— Start of Supplied material —

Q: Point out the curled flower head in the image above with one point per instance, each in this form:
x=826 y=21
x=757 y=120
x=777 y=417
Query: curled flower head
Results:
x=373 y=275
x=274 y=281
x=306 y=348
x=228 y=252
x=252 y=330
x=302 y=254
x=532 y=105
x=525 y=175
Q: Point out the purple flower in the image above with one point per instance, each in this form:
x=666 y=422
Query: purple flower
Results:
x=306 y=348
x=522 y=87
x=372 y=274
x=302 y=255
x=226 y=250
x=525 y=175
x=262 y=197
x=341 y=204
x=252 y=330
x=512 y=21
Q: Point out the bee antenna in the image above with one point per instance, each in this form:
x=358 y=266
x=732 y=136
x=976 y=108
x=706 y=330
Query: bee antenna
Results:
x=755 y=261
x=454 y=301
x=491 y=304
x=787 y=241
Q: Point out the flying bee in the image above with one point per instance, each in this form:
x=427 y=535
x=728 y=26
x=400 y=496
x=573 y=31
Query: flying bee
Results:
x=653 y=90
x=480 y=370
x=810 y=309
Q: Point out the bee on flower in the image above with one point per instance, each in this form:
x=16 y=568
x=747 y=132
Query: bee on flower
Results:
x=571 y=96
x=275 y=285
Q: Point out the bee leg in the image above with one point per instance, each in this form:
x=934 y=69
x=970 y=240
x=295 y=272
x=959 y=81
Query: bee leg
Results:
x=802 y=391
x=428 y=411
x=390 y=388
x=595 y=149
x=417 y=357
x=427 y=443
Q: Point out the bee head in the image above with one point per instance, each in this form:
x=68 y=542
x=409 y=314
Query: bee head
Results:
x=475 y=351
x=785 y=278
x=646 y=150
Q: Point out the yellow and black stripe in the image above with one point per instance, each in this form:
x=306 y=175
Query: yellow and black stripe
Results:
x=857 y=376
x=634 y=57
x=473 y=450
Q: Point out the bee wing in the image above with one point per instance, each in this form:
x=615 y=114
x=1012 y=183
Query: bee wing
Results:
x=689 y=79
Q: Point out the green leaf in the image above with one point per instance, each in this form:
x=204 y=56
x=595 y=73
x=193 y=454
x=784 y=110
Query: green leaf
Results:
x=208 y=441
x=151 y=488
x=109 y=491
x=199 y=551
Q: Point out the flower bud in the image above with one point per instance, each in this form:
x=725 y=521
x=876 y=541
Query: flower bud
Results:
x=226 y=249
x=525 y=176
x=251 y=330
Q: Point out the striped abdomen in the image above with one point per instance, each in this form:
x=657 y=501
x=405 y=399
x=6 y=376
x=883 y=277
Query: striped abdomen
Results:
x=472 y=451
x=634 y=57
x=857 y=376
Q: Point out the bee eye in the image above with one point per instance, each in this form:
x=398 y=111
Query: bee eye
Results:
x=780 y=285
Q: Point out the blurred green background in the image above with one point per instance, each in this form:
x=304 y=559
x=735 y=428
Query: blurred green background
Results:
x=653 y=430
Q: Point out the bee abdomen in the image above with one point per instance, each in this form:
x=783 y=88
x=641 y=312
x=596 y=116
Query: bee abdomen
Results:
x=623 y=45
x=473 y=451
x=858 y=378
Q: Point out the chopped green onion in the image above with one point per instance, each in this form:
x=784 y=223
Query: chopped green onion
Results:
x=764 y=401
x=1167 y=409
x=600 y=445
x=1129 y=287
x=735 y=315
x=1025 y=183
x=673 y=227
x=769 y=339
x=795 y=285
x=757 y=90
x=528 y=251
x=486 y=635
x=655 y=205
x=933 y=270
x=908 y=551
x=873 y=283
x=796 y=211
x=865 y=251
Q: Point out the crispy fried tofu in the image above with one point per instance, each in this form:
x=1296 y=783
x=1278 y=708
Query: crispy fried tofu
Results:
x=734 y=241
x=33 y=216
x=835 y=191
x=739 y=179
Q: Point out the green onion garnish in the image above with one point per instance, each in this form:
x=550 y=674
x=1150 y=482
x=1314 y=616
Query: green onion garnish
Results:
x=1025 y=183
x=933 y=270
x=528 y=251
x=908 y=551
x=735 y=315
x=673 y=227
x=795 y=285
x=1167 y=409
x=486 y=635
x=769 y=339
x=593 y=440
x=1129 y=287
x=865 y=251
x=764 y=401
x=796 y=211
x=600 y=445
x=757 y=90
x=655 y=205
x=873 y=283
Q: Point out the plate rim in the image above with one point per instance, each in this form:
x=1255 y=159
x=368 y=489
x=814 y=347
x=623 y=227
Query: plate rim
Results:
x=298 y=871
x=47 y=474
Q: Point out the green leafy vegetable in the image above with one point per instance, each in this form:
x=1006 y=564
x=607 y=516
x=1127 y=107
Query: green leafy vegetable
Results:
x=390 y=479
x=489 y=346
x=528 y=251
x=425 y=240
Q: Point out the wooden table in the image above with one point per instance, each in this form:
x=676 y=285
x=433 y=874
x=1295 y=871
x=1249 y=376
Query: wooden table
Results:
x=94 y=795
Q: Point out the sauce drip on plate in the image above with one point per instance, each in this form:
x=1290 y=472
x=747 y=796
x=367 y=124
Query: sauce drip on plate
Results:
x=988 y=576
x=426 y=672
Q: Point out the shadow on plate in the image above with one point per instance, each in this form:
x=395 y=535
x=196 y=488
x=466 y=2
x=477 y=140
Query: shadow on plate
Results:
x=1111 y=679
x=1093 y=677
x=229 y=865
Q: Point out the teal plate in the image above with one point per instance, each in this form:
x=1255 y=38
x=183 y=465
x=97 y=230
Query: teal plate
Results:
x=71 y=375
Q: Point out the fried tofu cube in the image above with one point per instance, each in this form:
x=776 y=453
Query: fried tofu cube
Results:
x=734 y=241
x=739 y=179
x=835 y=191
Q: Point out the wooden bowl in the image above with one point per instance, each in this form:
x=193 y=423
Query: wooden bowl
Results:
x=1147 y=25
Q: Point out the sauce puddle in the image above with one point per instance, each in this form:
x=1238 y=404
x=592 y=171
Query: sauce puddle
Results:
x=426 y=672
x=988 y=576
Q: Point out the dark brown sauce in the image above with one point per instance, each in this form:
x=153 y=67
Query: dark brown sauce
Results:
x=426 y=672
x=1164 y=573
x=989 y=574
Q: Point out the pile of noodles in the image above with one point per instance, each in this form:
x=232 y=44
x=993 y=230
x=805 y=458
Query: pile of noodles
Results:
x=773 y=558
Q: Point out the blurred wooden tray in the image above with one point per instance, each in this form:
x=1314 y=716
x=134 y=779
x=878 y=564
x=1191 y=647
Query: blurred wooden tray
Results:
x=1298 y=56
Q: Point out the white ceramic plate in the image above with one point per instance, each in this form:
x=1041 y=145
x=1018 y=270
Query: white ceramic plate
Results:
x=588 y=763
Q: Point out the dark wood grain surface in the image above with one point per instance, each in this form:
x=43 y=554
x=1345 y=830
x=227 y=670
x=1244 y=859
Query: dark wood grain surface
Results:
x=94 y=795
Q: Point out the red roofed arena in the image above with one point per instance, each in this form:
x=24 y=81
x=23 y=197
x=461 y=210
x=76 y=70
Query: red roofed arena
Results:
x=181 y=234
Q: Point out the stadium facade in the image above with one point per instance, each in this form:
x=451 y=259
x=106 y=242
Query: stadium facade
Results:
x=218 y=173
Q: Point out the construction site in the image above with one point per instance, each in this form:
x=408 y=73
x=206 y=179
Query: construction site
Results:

— End of Supplied material —

— Problem to work on —
Copy out, character for character, the lines from the first line of the records through the line containing "x=427 y=443", including that final line.

— Answer below —
Q: Point out the curled flower head in the image above with one point per instance, each in this form:
x=826 y=21
x=757 y=120
x=777 y=417
Query: curled flower head
Results:
x=373 y=275
x=274 y=281
x=306 y=348
x=228 y=252
x=252 y=330
x=302 y=254
x=532 y=105
x=525 y=175
Q: Point out the purple flower in the image above with one point per instance, each in this form:
x=666 y=422
Query: purple flower
Results:
x=306 y=348
x=522 y=87
x=372 y=274
x=302 y=255
x=226 y=250
x=525 y=175
x=262 y=197
x=341 y=204
x=252 y=330
x=512 y=21
Q: Point out the bee antenna in the image above with one point per instance, each in this form:
x=358 y=266
x=732 y=136
x=976 y=108
x=706 y=330
Query: bee antenna
Results:
x=755 y=261
x=454 y=301
x=491 y=304
x=787 y=241
Q: Point out the flying bee in the image above with one point per instance, each in this form:
x=427 y=535
x=728 y=26
x=400 y=496
x=573 y=31
Query: flying bee
Results:
x=653 y=90
x=480 y=370
x=810 y=309
Q: Point out the bee on flower in the image above with one point per instance, each in this form:
x=16 y=568
x=747 y=132
Query: bee on flower
Results:
x=571 y=96
x=275 y=285
Q: Point out the bee leg in the image above with one point per instance, each in this form:
x=934 y=69
x=970 y=240
x=295 y=272
x=959 y=81
Query: bee leg
Results:
x=802 y=391
x=428 y=411
x=390 y=388
x=595 y=149
x=417 y=357
x=427 y=443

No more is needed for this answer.